━━━ Records for the task

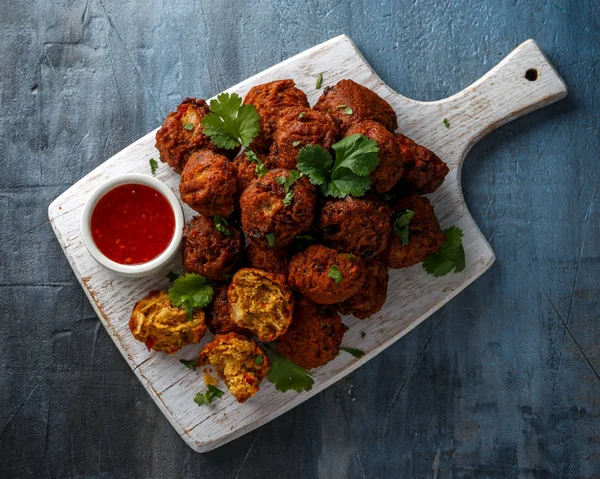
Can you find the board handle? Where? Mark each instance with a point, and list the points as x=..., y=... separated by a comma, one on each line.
x=524, y=81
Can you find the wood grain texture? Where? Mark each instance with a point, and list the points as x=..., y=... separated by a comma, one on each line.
x=492, y=385
x=501, y=95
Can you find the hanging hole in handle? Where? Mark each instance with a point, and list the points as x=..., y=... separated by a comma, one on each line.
x=531, y=74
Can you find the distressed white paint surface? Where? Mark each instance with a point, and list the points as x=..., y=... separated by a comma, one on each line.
x=498, y=97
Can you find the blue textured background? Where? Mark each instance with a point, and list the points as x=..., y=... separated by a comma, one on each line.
x=503, y=382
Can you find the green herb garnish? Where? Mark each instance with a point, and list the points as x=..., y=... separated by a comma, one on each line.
x=229, y=123
x=401, y=223
x=153, y=165
x=357, y=353
x=207, y=397
x=221, y=225
x=451, y=255
x=190, y=292
x=286, y=374
x=355, y=158
x=335, y=273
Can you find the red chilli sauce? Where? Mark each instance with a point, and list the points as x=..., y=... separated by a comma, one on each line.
x=132, y=224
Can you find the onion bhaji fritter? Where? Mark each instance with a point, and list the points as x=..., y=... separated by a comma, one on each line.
x=181, y=133
x=274, y=260
x=390, y=167
x=218, y=314
x=261, y=302
x=349, y=103
x=296, y=128
x=425, y=235
x=264, y=213
x=315, y=336
x=164, y=327
x=235, y=358
x=373, y=293
x=326, y=276
x=359, y=226
x=424, y=171
x=269, y=99
x=209, y=252
x=207, y=184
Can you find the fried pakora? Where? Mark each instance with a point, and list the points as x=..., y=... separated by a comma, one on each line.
x=261, y=302
x=270, y=221
x=359, y=226
x=315, y=336
x=326, y=276
x=164, y=327
x=390, y=167
x=297, y=128
x=239, y=361
x=270, y=99
x=349, y=103
x=373, y=293
x=208, y=184
x=209, y=252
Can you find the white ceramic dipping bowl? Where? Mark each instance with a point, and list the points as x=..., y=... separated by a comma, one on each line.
x=132, y=270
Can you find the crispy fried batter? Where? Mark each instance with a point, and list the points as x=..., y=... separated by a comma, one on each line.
x=207, y=184
x=296, y=128
x=315, y=336
x=218, y=314
x=164, y=327
x=424, y=171
x=390, y=167
x=262, y=302
x=263, y=210
x=209, y=252
x=371, y=297
x=270, y=99
x=425, y=234
x=364, y=103
x=309, y=274
x=356, y=225
x=235, y=358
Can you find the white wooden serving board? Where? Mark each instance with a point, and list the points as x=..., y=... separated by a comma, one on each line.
x=500, y=96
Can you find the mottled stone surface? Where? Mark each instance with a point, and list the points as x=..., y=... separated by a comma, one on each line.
x=502, y=382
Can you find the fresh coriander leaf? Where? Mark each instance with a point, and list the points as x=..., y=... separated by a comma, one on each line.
x=314, y=161
x=286, y=375
x=189, y=363
x=287, y=201
x=344, y=183
x=229, y=123
x=190, y=292
x=172, y=276
x=335, y=273
x=358, y=153
x=270, y=238
x=153, y=165
x=261, y=169
x=207, y=397
x=401, y=223
x=357, y=353
x=221, y=225
x=319, y=81
x=451, y=255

━━━━━━

(About this task):
Write the material out again word for word and omit any images.

(Exercise result):
Can you find the board handle? Where? Mark each instance with a point, and list the points as x=..., y=... separated by a comma, one on each line.
x=524, y=81
Can you find the wood grain texture? Where? Mark each instance with a point, and list the points as x=..., y=... separated by a comma, one on each line.
x=492, y=385
x=501, y=95
Can you find the hanging hole in handle? Where? Mark each instance with a point, and list the points as x=..., y=... separated by a comma, one on each line.
x=531, y=74
Can you find the distressed white paint surface? Where? Mark each instance with a point, and list the points as x=..., y=... separated by a comma, one on each line.
x=498, y=97
Can you find the blue textured background? Where? Mark each instance with a point, and list the points as x=..., y=... separated by a comma, one on each line.
x=503, y=382
Can you find the green herb garnish? Where? Mark each instance with a point, and list the points as x=..., y=... separated by a comma, one on each line.
x=229, y=123
x=401, y=223
x=153, y=165
x=357, y=353
x=207, y=397
x=221, y=225
x=451, y=255
x=190, y=292
x=286, y=374
x=355, y=158
x=335, y=273
Can you find the red chilli sauce? Where? Mark each instance with a point, and list the points as x=..., y=... separated by a comma, one on each line.
x=132, y=224
Can you find the onion bhaji fritter? Where? Mark each instance with a point, and list the points as x=..., y=... separated by a comma, one on each line.
x=181, y=133
x=274, y=260
x=390, y=167
x=218, y=314
x=261, y=302
x=349, y=103
x=296, y=128
x=425, y=235
x=264, y=213
x=315, y=336
x=164, y=327
x=235, y=358
x=373, y=293
x=326, y=276
x=359, y=226
x=424, y=171
x=269, y=99
x=209, y=252
x=207, y=184
Can you find the fried pakora? Where? Mark each instance with a point, and list the points as x=..., y=... separated by a comma, one on each line.
x=261, y=302
x=270, y=221
x=359, y=226
x=315, y=336
x=326, y=276
x=164, y=327
x=390, y=167
x=297, y=128
x=239, y=361
x=270, y=99
x=349, y=103
x=373, y=293
x=208, y=184
x=209, y=252
Can you find the white ceramic dipping bowl? Where? Mark each instance with a point, and list the points as x=..., y=... separated by a comma, one on each line.
x=132, y=270
Can you find the crispy fried batter? Where? Mark each instance with a point, and list the points as x=..., y=... separated by a comma, one on each line.
x=207, y=184
x=296, y=128
x=315, y=336
x=218, y=314
x=164, y=327
x=424, y=171
x=390, y=167
x=262, y=302
x=263, y=210
x=209, y=252
x=371, y=297
x=270, y=99
x=425, y=234
x=364, y=103
x=309, y=274
x=356, y=225
x=235, y=358
Can you find the white wooden serving board? Where? Mark each instance with a point, and list the points as x=..., y=... separated by a comma, one on each line.
x=500, y=96
Can you find the mottled stone surface? Where? Mark each instance with a point, and list the points as x=..., y=... separated by a comma, one on each line.
x=502, y=382
Can you find the fresh coriander leaf? Where? Mark each instance with a point, and list the points as x=..., y=... separated by a comma, one on each line.
x=314, y=161
x=286, y=375
x=189, y=363
x=287, y=201
x=344, y=183
x=229, y=123
x=190, y=292
x=172, y=276
x=335, y=273
x=358, y=153
x=270, y=238
x=153, y=165
x=261, y=169
x=207, y=397
x=401, y=223
x=357, y=353
x=221, y=225
x=319, y=81
x=451, y=255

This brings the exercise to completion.